⟨

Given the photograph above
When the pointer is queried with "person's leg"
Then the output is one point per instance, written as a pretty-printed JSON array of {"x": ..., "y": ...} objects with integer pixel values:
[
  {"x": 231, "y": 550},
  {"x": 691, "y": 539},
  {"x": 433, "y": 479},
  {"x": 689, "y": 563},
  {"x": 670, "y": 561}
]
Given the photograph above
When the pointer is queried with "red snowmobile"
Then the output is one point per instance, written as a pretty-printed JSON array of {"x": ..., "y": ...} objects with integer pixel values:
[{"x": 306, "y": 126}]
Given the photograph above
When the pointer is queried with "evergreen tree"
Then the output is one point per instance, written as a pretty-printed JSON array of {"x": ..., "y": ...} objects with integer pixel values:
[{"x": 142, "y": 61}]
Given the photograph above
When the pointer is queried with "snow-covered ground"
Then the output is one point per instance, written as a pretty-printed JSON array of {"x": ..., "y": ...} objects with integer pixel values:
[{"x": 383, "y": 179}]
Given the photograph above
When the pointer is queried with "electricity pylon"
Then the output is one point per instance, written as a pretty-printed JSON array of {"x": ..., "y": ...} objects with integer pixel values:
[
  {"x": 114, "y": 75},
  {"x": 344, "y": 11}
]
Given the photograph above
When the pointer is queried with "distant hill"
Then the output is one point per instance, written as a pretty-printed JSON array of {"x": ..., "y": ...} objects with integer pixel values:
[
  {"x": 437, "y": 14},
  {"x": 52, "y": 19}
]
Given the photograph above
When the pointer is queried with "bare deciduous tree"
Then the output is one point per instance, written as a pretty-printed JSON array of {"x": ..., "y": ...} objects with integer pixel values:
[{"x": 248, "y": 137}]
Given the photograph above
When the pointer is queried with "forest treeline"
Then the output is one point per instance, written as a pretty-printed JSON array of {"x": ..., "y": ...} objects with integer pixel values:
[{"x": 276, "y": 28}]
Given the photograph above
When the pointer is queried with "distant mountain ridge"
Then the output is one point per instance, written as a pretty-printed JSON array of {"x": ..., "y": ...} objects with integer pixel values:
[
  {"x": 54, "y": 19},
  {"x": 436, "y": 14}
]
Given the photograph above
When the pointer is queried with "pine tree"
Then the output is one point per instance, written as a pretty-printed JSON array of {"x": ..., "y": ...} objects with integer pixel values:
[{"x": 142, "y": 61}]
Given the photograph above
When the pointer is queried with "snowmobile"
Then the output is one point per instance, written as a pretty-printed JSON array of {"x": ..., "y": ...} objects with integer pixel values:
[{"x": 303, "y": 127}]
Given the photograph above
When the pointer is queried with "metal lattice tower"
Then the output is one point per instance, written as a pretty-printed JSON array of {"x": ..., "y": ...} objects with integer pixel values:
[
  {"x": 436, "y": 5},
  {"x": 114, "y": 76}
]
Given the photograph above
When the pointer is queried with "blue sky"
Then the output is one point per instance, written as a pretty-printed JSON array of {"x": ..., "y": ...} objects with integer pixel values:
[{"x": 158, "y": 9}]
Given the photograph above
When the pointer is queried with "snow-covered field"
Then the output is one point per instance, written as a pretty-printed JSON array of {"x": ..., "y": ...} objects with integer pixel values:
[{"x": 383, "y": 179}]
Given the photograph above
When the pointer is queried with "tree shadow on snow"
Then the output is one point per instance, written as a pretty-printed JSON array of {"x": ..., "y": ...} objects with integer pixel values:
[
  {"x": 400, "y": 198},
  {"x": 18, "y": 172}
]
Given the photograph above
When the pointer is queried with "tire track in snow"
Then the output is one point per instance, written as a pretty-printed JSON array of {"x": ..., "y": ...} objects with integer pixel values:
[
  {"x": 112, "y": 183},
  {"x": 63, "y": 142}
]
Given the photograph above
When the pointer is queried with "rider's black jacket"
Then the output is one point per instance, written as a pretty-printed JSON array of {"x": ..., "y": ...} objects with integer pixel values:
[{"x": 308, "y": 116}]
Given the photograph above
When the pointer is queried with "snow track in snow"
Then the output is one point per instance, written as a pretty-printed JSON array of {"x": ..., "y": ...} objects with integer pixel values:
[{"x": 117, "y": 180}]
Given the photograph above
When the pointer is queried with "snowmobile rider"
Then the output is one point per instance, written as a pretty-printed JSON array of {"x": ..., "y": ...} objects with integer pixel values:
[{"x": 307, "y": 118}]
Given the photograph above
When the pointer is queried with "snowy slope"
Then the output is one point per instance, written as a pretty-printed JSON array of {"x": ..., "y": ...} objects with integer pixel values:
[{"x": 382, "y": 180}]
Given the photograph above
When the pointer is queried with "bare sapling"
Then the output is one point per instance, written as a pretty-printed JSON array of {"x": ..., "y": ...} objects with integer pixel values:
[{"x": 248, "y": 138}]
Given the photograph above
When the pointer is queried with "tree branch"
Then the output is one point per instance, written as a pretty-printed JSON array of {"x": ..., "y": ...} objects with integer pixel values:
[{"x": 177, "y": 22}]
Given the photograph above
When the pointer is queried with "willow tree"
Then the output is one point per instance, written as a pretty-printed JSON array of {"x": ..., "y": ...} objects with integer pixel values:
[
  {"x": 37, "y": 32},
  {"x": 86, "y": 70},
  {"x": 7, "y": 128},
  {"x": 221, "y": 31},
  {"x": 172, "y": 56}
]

⟩

GIVEN TASK: Reproduce the listing above verbatim, from first line to last.

IN RESPONSE:
Given the photograph above
When the pointer is queried with "person's leg"
Then the output is one point per instance, written as a pretty-printed JSON array of {"x": ..., "y": ...} objects with integer pixel values:
[
  {"x": 231, "y": 550},
  {"x": 691, "y": 539},
  {"x": 433, "y": 479},
  {"x": 689, "y": 563},
  {"x": 670, "y": 561}
]
Given the photograph above
When the pointer is queried with "red snowmobile"
Then the output is one point per instance, written as a pretty-printed JSON array of {"x": ..., "y": ...} objects with integer pixel values:
[{"x": 306, "y": 126}]
Given the photograph above
When the pointer is queried with "evergreen tree"
Then the output is one point per instance, written as a pretty-printed JSON array of {"x": ..., "y": ...} objects with integer pixel values:
[{"x": 142, "y": 61}]
Given the photograph above
When the pointer is queried with "snow-covered ground"
Then the output is one point per instance, written as a pretty-printed JSON array of {"x": ..., "y": ...} objects with integer pixel values:
[{"x": 383, "y": 179}]
Given the photograph above
When the pointer is queried with "electricity pylon"
Then the output is one point per instance, written as a pretty-printed JSON array of {"x": ..., "y": ...} objects with integer pixel values:
[
  {"x": 114, "y": 75},
  {"x": 344, "y": 11}
]
Given the photograph above
When the pointer is queried with "distant hill"
Then the output is one point per instance, written as a pretty-printed JSON array of {"x": ..., "y": ...} objects with integer pixel values:
[
  {"x": 437, "y": 14},
  {"x": 52, "y": 19}
]
Given the photograph above
When the pointer is queried with "bare deciduous tree"
Then the output is one point per instance, written as a pretty-printed JSON array of {"x": ..., "y": ...} objects with integer pixel values:
[{"x": 248, "y": 137}]
Given the photograph above
When the pointer is queried with "forest treeline"
Then the output is one point per instance, written as a pretty-printed JSON array of {"x": ..., "y": ...} objects with integer pixel values:
[{"x": 276, "y": 28}]
Given the photograph above
When the pointer is queried with "distant mountain ridge"
Then the output is one point per instance, written as a pretty-printed JSON array of {"x": ..., "y": ...} objects with integer pixel values:
[
  {"x": 54, "y": 19},
  {"x": 436, "y": 14}
]
Given the photograph above
When the pointer is queried with "pine tree"
Then the output is one point per instance, written as a pretty-printed JSON array of {"x": ..., "y": ...} objects with integer pixel values:
[{"x": 142, "y": 61}]
Given the photograph above
When the pointer is queried with "snowmobile"
Then the output is one point per instance, written as a pretty-printed JSON array of {"x": ..., "y": ...} objects with integer pixel values:
[{"x": 303, "y": 127}]
Given the photograph above
When the pointer is queried with "metal lattice tower"
Then the output is one point per instance, written as a pretty-printed JSON array of {"x": ..., "y": ...} objects with integer pixel values:
[
  {"x": 436, "y": 5},
  {"x": 114, "y": 76}
]
Given the photograph above
When the pointer is queried with "blue sky"
Then the output is one point per instance, written as a pretty-printed JSON array of {"x": ..., "y": ...} objects with integer pixel values:
[{"x": 158, "y": 9}]
Given the photograph above
When the pointer is queried with "snow-covered field"
Then the output is one point per instance, written as a pretty-printed JSON array of {"x": ..., "y": ...} objects with integer pixel values:
[{"x": 383, "y": 179}]
Given the photograph above
When the pointer is queried with "tree shadow on snow"
Then the output is one point per instance, written as a pretty-printed JSON array of {"x": ..., "y": ...} objects with integer pixel values:
[
  {"x": 400, "y": 198},
  {"x": 18, "y": 172}
]
Given the photograph above
When the pointer is queried with "tire track in snow"
Then the output is one point per instance, written as a pretty-printed JSON array of {"x": ..., "y": ...} objects with integer pixel values:
[
  {"x": 112, "y": 183},
  {"x": 63, "y": 142}
]
Given the photograph above
When the pointer is queried with "rider's black jacket"
Then the output is one point per instance, written as a pretty-printed JSON array of {"x": ..., "y": ...} objects with integer pixel values:
[{"x": 308, "y": 116}]
Given the photograph above
When the pointer is queried with "snow track in snow"
Then the output is one point per instance, written as a pretty-printed JSON array of {"x": ..., "y": ...} objects with integer pixel values:
[{"x": 117, "y": 180}]
Given the photograph above
When the pointer is queried with "snowmobile rider"
Then the output is one point per instance, written as a pretty-printed JSON array of {"x": ..., "y": ...} objects with integer pixel values:
[{"x": 307, "y": 118}]
Given the photograph above
When the pointer is queried with "snowy slope"
Then the output is one point per instance, written as a pretty-printed JSON array of {"x": ..., "y": ...} objects with integer pixel values:
[{"x": 382, "y": 180}]
Given the photograph above
When the pointer is queried with "bare sapling"
Then the output is one point per instance, written as a pretty-printed JSON array of {"x": ..., "y": ...} objects with integer pixel values:
[{"x": 248, "y": 138}]
Given the photograph above
When the pointer is queried with "tree branch"
Then the output is one point per instance, written as a pretty-printed JSON array of {"x": ..., "y": ...} objects with integer pixel values:
[{"x": 177, "y": 22}]
Given the photograph above
When the pointer is queried with "willow tree"
Then the output is one point per instance, written as a pretty-printed JSON array of {"x": ..., "y": ...} objects with integer pixel values:
[
  {"x": 37, "y": 32},
  {"x": 86, "y": 70},
  {"x": 7, "y": 128},
  {"x": 221, "y": 31},
  {"x": 172, "y": 56}
]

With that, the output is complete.